### EXERCISE REQUIREMENTS:
Each record is to be printed again precisely as it reads.

### RECORDS SUPPLIED:
**********
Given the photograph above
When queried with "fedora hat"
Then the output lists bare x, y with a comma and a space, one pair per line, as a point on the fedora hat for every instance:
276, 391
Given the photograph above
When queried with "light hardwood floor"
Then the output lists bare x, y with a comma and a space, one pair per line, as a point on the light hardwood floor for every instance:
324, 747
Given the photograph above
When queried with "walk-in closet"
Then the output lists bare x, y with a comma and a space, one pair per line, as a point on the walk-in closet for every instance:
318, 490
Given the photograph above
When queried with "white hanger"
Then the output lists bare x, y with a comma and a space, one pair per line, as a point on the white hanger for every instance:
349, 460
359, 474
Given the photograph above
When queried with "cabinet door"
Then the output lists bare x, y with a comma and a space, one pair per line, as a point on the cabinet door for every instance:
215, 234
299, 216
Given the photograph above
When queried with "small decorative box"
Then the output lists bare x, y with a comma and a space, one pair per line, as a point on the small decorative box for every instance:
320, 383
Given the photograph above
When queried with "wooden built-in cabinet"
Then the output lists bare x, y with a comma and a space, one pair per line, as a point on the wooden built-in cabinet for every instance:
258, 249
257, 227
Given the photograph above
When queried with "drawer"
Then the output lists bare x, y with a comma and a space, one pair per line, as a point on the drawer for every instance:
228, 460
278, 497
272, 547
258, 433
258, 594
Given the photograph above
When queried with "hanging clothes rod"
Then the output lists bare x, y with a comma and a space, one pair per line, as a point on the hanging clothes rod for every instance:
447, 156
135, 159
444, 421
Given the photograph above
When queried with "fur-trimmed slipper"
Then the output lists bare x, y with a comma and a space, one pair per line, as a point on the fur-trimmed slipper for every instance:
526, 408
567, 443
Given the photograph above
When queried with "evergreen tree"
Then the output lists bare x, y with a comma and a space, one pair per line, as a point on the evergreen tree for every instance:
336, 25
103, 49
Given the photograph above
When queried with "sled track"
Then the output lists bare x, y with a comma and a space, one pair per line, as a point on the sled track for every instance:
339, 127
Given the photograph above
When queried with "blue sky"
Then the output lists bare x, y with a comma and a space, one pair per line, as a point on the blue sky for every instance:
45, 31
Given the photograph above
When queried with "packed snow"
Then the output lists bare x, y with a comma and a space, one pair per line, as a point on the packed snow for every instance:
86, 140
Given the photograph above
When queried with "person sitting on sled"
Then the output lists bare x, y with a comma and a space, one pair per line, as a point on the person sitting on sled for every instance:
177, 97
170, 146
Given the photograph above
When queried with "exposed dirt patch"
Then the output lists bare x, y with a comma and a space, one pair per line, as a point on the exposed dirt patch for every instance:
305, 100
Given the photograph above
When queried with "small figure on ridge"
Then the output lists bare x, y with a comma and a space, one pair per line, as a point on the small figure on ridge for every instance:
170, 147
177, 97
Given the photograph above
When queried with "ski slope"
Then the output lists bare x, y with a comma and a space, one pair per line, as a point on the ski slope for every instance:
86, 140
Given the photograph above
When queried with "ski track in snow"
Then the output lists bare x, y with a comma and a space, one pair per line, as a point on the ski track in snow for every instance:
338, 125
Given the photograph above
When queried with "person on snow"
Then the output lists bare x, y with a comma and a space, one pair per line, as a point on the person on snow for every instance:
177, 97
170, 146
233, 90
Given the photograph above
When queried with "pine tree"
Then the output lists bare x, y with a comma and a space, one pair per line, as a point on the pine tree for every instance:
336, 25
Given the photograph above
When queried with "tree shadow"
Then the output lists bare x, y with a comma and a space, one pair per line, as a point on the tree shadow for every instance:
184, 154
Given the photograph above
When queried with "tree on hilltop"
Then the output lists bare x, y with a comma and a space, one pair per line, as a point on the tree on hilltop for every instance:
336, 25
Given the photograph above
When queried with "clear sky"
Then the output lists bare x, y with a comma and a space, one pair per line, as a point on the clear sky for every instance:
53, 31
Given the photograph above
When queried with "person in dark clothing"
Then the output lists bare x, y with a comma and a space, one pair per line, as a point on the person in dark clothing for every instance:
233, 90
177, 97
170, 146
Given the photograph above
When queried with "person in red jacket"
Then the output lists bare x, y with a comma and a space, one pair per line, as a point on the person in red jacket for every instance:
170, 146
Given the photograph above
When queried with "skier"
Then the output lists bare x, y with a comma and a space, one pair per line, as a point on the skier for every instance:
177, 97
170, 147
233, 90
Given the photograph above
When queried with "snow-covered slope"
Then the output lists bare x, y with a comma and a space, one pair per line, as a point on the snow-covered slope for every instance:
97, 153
**********
### TASK SOLUTION:
Given the photograph above
When queried with "fedora hat"
Then the output lists bare x, y with a comma and a space, one pair per line, as a point on the fedora hat for every instance:
276, 391
Given the photograph above
When queried with "light hardwood floor"
Then the output lists bare x, y with a comma and a space, one pair per line, as a point on the light hardwood floor for every instance:
324, 747
Given the photograph above
When queried with "walk-in closet"
Then the output lists bare x, y with a comma and a space, one pair per line, as a point on the walk-in closet for every instance:
318, 490
Given the photograph above
When queried with "white hanger"
Then the output lists bare x, y with a comma and a space, one pair per line, as a point on the white hanger for every instance:
349, 460
359, 474
Given the photograph above
When queried with "cabinet door"
Then the output lists bare x, y with a comma and a space, one pair per line, as a point on the cabinet door for every instance:
215, 234
299, 216
Given the photograph above
When queried with "small decorative box"
Then the output lists bare x, y with a comma and a space, one pair per line, as a point on the small decorative box for every instance:
320, 383
Given the photograph above
When queried with "wooden built-in cabinet"
Then the output lists bare x, y with a comma and a space, one pair per line, as a point on the wooden built-in cabinet for every instance:
258, 249
257, 227
Given the photograph above
When queried with "drawer"
Then the output lists bare x, y with a comma and a space, one pair per line, as a point on the drawer for every instance:
228, 460
278, 497
272, 547
258, 433
258, 594
Given the photograph above
When queried with "hanging clothes rod"
Then the output lists bare x, y with a comma and a space, one pair per line, as a point on the hanging clothes rod for every instance:
447, 156
135, 159
444, 421
Given the photograph above
When queried with "fur-trimmed slipper"
Then the output lists bare x, y with a comma and a space, one pair per line, as a point on the fur-trimmed slipper for every instance:
526, 408
567, 443
Given the photograph above
When queried with "evergreen tree"
Then the output lists bare x, y with a comma and a space, one pair per line, as a point on the evergreen tree for every instance:
336, 25
103, 49
Given the photograph above
When queried with "sled track"
Then the output lists bare x, y with a comma and a space, one pair per line, as a point on the sled track for every instance:
339, 127
Given the photograph above
When queried with "blue sky"
Then the output lists bare x, y with a comma and a space, one pair per line, as a point on the blue sky for every instance:
45, 31
Given the photograph above
When queried with "packed snow"
Then the output lists bare x, y with a comma and a space, one pair per line, as a point on the packed snow for every instance:
86, 140
Given the photograph above
When queried with "person sitting on sled"
Then the output lists bare x, y with a comma and a space, one pair per line, as a point on the person sitting on sled for every instance:
177, 97
170, 146
Given the photograph above
When queried with "exposed dirt patch"
Then the output lists bare x, y with a comma and a space, one pair per line, as a point on the exposed dirt patch for every instance:
305, 100
Given the photograph above
When queried with "small figure on ridge"
Then the output lists bare x, y with a comma and a space, one pair per line, as a point on the small figure on ridge for every instance:
170, 147
177, 97
Given the photograph above
When queried with "ski slope"
Then the output lists bare x, y with a comma and a space, one pair per line, as a point on the ski slope for every instance:
86, 140
Given the photograph above
When queried with "ski track in snow"
Then the output lists bare x, y with a comma and a space, one pair per line, as a point on the ski track in snow for every instance:
338, 125
Given the photograph above
When queried with "person on snow"
Then the output lists bare x, y with a comma and a space, one pair per line, as a point on the person on snow for every instance:
177, 97
170, 146
233, 90
Given the photograph above
When queried with "pine tree"
Then the output lists bare x, y with a comma and a space, one pair per line, as a point on the pine tree for every instance:
336, 25
Given the photograph above
When queried with "tree shadow"
Then the output lists bare x, y with a comma and a space, one pair per line, as a point on the tree shadow for every instance:
184, 154
Given the photograph above
When queried with "tree on hilltop"
Then the output lists bare x, y with a comma and a space, one pair per line, as a point on the tree on hilltop for every instance:
336, 25
Given the photograph above
When queried with "clear sky"
Then the output lists bare x, y with a comma and a space, one pair per line, as a point on the clear sky for every instance:
53, 31
Given the photograph above
When queried with "person in dark clothing"
Then the output lists bare x, y with a comma and a space, one pair per line, as a point on the person in dark clothing for every instance:
233, 90
177, 97
170, 146
Given the photograph above
When queried with "person in red jacket"
Then the output lists bare x, y with a comma and a space, one pair per line, as a point on the person in red jacket for every instance:
170, 146
Given the photograph above
When queried with "skier"
Then the output lists bare x, y with a comma and a space, one pair per line, as a point on the skier for every instance:
177, 97
170, 147
233, 90
Given the photograph above
When queried with "snow-covered slope"
Then the output lists bare x, y with a comma and a space, one pair per line, as a point on the snow-covered slope for every instance:
97, 153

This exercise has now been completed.